◆ **Set exercise 1**
Return each line of the entries below that contains the word "drawer".

◆ **Selected extract**
◆ ◆ ◆ ◆

I went into the retreat this year without the nervous butterflies I had the year before. I had gone solo before, but this time I paired up with two roomies, Kim and Cynthia. Upon arrival, I was greeted enthusiastically by Kara’s staff and longtime friends that I had met the first year: Lottie Bildirici, founder of Running On Veggies, Anna Paffel, Dr. Amy Oldenberg, Tracey Katona, founder of Katona Pilates, and Shanna Burnette, co-founder of ModCraft. They set me up with some great swag including gear from Kara’s sponsors, Skechers, Nuun, Zensah, and Oiselle.
The first evening kicked off with a happy hour and dinner outside under twinkling lights in the gorgeous Tucson evening.

◆ ◆ ◆ ◆

◆ **Set exercise 2**
Set down the retreat passage above word for word, starting with "I went into" and going on through "Zensah, and Oiselle.".

◆ ◆ ◆ ◆

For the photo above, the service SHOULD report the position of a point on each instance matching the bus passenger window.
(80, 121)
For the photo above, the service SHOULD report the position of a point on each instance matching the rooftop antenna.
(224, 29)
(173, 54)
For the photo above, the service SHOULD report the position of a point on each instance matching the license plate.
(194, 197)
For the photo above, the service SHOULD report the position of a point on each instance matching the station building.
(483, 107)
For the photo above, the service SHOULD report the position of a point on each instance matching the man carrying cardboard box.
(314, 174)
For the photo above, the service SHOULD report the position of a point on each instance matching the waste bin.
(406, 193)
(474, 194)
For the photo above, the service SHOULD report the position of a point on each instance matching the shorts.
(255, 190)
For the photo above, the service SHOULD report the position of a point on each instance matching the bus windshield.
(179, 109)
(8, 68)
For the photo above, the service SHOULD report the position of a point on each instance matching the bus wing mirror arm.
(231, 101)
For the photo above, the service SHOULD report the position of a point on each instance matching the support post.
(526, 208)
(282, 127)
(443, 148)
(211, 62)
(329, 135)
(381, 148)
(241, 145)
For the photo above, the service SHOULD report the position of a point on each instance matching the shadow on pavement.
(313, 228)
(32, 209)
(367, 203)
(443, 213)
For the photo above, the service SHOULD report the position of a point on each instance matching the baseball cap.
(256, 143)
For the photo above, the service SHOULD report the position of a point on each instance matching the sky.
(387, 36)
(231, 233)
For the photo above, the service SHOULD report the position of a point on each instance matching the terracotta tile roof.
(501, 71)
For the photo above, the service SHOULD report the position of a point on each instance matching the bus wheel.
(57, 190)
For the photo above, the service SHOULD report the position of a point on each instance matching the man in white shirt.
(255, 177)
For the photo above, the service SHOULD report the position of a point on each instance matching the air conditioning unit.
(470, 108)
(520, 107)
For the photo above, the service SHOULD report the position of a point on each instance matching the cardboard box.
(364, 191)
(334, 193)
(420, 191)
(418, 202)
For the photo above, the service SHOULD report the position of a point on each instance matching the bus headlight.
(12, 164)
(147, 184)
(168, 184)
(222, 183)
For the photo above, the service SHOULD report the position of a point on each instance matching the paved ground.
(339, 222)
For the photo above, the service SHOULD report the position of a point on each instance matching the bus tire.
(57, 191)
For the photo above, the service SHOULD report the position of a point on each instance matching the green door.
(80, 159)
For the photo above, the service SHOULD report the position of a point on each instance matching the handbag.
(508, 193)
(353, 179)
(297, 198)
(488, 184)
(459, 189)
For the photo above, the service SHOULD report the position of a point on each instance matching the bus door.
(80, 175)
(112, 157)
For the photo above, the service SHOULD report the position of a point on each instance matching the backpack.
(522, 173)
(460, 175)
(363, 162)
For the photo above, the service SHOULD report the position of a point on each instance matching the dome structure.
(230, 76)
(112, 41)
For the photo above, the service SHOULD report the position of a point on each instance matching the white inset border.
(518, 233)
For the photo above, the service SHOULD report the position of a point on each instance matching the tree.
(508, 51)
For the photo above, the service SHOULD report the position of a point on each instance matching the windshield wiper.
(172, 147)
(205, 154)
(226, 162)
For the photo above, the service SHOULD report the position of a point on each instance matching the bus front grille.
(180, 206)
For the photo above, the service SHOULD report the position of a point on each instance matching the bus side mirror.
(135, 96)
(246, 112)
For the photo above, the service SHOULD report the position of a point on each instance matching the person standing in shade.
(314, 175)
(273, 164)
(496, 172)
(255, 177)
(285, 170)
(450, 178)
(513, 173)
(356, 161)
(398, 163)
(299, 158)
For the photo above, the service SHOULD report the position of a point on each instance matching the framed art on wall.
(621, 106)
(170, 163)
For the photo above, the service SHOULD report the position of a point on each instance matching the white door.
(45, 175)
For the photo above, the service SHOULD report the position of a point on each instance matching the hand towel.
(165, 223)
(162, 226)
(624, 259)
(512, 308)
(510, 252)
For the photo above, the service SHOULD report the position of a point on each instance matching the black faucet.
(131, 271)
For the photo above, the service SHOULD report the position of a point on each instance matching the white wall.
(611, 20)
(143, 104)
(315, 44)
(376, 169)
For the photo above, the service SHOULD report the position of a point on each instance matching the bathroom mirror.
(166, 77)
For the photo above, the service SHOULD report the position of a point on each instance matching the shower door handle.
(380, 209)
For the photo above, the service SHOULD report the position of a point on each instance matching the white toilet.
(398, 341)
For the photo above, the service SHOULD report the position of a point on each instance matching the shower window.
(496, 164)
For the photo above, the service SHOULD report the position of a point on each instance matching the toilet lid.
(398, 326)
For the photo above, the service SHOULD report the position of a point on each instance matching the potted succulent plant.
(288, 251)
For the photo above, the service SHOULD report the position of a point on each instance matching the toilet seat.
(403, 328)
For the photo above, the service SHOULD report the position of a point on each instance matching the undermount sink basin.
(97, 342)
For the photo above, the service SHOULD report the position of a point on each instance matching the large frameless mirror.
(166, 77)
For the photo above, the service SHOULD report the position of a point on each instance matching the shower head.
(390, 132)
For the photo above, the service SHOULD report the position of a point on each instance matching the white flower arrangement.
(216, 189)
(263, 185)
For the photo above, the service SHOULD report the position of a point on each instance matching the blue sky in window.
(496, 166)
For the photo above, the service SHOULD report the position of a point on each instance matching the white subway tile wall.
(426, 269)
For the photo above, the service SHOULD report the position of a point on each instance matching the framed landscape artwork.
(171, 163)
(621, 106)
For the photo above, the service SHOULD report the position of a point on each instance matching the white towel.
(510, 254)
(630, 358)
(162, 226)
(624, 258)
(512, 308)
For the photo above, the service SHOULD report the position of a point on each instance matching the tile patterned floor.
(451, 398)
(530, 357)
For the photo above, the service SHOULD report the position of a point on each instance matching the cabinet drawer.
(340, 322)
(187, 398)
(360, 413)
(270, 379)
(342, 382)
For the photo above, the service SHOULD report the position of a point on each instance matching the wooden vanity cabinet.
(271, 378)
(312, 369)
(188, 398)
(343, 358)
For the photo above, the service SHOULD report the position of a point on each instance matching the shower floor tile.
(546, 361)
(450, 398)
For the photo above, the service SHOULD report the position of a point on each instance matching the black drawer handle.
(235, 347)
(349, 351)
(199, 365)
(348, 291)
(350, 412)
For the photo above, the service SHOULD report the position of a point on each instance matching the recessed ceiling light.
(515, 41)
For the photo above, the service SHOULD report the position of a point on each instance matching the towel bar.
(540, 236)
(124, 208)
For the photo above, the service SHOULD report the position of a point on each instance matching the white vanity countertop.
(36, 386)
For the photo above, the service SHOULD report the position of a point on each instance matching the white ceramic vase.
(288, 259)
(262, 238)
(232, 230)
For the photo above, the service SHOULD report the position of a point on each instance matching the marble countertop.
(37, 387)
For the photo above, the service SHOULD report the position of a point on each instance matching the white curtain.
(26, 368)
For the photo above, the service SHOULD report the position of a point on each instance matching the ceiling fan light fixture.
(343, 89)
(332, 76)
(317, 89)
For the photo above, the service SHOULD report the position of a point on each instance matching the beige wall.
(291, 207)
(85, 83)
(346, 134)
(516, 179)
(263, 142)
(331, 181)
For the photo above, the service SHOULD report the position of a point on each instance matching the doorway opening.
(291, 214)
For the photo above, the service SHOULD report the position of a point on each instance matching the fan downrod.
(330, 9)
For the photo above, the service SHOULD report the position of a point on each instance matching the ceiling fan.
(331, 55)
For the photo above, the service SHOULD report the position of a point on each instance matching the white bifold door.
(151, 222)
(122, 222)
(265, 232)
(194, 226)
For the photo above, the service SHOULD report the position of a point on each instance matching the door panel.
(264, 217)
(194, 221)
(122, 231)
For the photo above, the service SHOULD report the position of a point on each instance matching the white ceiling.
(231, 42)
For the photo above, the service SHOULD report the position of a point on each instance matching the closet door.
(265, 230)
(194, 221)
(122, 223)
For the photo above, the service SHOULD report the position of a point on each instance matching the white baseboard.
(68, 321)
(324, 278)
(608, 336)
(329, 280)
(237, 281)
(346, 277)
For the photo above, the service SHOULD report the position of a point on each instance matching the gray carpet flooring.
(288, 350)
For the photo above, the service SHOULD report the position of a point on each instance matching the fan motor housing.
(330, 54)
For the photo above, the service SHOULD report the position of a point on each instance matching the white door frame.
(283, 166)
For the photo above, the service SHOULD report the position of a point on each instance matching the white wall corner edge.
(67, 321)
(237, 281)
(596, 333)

◆ ◆ ◆ ◆

◆ **Expected output 1**
For the photo above, the service SHOULD report the position of a point on each instance matching the cabinet drawer.
For the photo above, the service SHOULD report the position of a point on each instance matching the black drawer handle.

◆ **Expected output 2**
I went into the retreat this year without the nervous butterflies I had the year before. I had gone solo before, but this time I paired up with two roomies, Kim and Cynthia. Upon arrival, I was greeted enthusiastically by Kara’s staff and longtime friends that I had met the first year: Lottie Bildirici, founder of Running On Veggies, Anna Paffel, Dr. Amy Oldenberg, Tracey Katona, founder of Katona Pilates, and Shanna Burnette, co-founder of ModCraft. They set me up with some great swag including gear from Kara’s sponsors, Skechers, Nuun, Zensah, and Oiselle.